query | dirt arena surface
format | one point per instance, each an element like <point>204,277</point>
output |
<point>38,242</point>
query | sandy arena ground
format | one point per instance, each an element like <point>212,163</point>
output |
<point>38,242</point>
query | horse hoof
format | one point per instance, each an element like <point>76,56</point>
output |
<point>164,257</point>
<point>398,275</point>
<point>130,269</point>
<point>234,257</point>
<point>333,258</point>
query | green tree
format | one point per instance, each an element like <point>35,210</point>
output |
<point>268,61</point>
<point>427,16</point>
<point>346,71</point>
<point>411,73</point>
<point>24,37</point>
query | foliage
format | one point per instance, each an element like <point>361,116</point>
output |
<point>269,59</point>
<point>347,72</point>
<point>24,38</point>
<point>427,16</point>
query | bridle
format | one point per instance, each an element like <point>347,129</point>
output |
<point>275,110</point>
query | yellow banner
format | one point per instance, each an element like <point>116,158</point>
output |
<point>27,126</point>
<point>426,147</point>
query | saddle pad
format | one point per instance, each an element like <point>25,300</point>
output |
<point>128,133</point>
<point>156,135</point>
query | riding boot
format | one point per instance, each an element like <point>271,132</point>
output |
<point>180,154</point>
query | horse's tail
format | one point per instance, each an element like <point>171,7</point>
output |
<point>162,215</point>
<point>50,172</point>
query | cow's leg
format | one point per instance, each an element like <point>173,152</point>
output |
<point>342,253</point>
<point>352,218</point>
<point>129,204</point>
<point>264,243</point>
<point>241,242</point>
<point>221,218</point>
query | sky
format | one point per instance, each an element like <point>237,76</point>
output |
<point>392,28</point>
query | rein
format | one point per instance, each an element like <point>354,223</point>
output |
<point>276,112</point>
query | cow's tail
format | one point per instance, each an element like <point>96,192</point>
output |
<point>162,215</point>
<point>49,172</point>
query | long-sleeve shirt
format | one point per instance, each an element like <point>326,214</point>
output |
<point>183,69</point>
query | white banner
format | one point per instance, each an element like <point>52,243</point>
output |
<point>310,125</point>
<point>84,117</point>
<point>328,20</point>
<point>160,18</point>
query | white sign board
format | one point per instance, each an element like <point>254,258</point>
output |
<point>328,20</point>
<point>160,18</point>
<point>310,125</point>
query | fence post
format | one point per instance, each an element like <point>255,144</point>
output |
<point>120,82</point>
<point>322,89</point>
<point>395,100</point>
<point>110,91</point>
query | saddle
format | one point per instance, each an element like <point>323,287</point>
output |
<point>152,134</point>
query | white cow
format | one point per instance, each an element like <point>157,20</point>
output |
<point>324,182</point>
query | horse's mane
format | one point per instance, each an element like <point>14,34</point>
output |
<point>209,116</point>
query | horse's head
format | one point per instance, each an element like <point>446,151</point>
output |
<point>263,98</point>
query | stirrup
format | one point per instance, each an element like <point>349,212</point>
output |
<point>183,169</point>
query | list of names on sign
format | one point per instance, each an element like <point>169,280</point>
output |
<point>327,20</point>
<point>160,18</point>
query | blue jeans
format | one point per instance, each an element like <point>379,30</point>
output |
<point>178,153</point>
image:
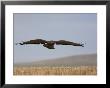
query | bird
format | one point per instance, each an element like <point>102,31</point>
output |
<point>50,44</point>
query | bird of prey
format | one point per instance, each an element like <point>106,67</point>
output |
<point>50,44</point>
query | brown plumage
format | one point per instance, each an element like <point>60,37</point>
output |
<point>50,44</point>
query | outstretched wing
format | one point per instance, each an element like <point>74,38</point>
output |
<point>35,41</point>
<point>63,42</point>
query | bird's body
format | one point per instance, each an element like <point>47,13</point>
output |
<point>50,44</point>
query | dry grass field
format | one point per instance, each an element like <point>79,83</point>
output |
<point>46,70</point>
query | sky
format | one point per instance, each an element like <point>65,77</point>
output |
<point>76,27</point>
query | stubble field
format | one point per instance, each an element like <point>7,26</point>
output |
<point>79,70</point>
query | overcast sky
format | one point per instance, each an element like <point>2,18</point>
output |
<point>80,28</point>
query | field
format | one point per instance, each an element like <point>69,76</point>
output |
<point>72,65</point>
<point>79,70</point>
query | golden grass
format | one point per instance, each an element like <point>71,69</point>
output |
<point>79,70</point>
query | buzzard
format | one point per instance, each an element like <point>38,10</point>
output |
<point>50,44</point>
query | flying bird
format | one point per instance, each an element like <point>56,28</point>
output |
<point>50,44</point>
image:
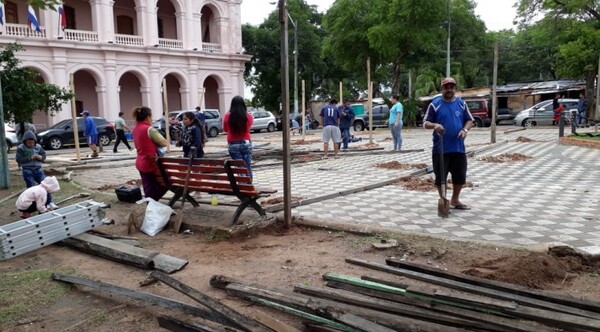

○ ○ ○ ○

WRITTEN TASK | Return the whole listing above line for line, character for character, with the pictures left out.

THE ANSWER |
query | dirt arena surface
format | one point per instance, each an element like <point>204,277</point>
output |
<point>38,242</point>
query | sandy arena ground
format | one point per instance, each an element like <point>212,163</point>
output |
<point>38,242</point>
query | horse hoof
format | one point per instance, each an element like <point>76,56</point>
output |
<point>164,257</point>
<point>398,275</point>
<point>130,269</point>
<point>234,257</point>
<point>333,258</point>
query | green tree
format | one point per instance, each an element like <point>35,210</point>
output |
<point>268,61</point>
<point>427,16</point>
<point>346,71</point>
<point>411,73</point>
<point>24,37</point>
query | foliage
format | one point per instance, each an element like <point>361,116</point>
output |
<point>269,59</point>
<point>347,72</point>
<point>24,38</point>
<point>427,16</point>
query | bridle
format | one point per instance, each an element like <point>347,129</point>
output |
<point>275,110</point>
query | yellow banner
format | one point per instance, each an element like <point>116,158</point>
output |
<point>27,126</point>
<point>426,147</point>
query | saddle pad
format | one point per instance, each an element like <point>25,300</point>
output |
<point>128,133</point>
<point>156,135</point>
query | riding boot
format | one point per instance, each an element like <point>271,132</point>
output |
<point>180,154</point>
query | horse's tail
format | one point per instance, each an element like <point>171,7</point>
output |
<point>162,215</point>
<point>50,172</point>
query | cow's leg
format | one point per instance, each an element like <point>173,152</point>
output |
<point>342,253</point>
<point>352,218</point>
<point>129,204</point>
<point>264,243</point>
<point>241,242</point>
<point>221,218</point>
query | sky
format | one point per instance, each an element like <point>237,76</point>
output |
<point>392,28</point>
query | rein
format | one point per instance, each an element like <point>354,223</point>
output |
<point>276,112</point>
query | cow's tail
format | one point per instance, each an element like <point>96,192</point>
output |
<point>162,215</point>
<point>49,172</point>
query | long-sleeve shirt
format | one point per instance, each an element like <point>326,214</point>
output |
<point>183,69</point>
query | white banner
format | one point per instance, each an element like <point>52,243</point>
output |
<point>310,125</point>
<point>84,117</point>
<point>328,20</point>
<point>160,18</point>
query | white sign board
format | one point per instance, each an element like <point>254,258</point>
output |
<point>328,20</point>
<point>160,18</point>
<point>310,125</point>
query | fence post
format | one point per instance, each an element like <point>255,144</point>
output |
<point>120,82</point>
<point>322,89</point>
<point>395,100</point>
<point>110,91</point>
query | saddle
format | one point per instance, each an element like <point>323,287</point>
output |
<point>152,134</point>
query | white cow
format | one point per instance, each an element like <point>157,20</point>
output |
<point>324,182</point>
query | horse's mane
format | one point per instance, each an element like <point>14,34</point>
output |
<point>209,116</point>
query | horse's head
format | one point per instance, each an element like <point>446,151</point>
output |
<point>263,98</point>
query | stirrup
format | one point per instance, each an element like <point>349,212</point>
output |
<point>183,169</point>
query | list of names on sign
format | one point per instance, each an element like <point>169,280</point>
output |
<point>327,20</point>
<point>160,18</point>
query | blue jeans
format | one point per instance, each an element like <point>379,30</point>
output |
<point>178,153</point>
image:
query | bird
format | one point per instance, each an element like <point>102,31</point>
output |
<point>50,44</point>
query | bird of prey
format | one point per instance, each an element like <point>106,67</point>
output |
<point>50,44</point>
query | brown plumage
format | one point per instance, each an element like <point>60,37</point>
output |
<point>50,44</point>
query | outstretched wing
format | one point per instance, each an element like <point>74,38</point>
output |
<point>35,41</point>
<point>63,42</point>
query | bird's body
format | one point per instance, each an element like <point>47,13</point>
output |
<point>50,44</point>
query | dry grass field
format | one point per instance, each an element like <point>79,83</point>
output |
<point>46,70</point>
query | sky
format | one point per instance, each an element like <point>65,77</point>
output |
<point>76,27</point>
query | stubble field
format | one point per instance, each an element like <point>7,26</point>
output |
<point>79,70</point>
query | overcast sky
format | one point per instance, each an element like <point>2,18</point>
output |
<point>80,28</point>
query | field
format | one point per instance, each an element like <point>69,76</point>
output |
<point>72,65</point>
<point>79,70</point>
query | golden grass
format | one point per instance, each an element like <point>71,69</point>
output |
<point>79,70</point>
query | buzzard
format | one point per instance, each an element like <point>38,10</point>
output |
<point>50,44</point>
query | flying bird
format | one point per instance, each an element like <point>56,28</point>
output |
<point>50,44</point>
image:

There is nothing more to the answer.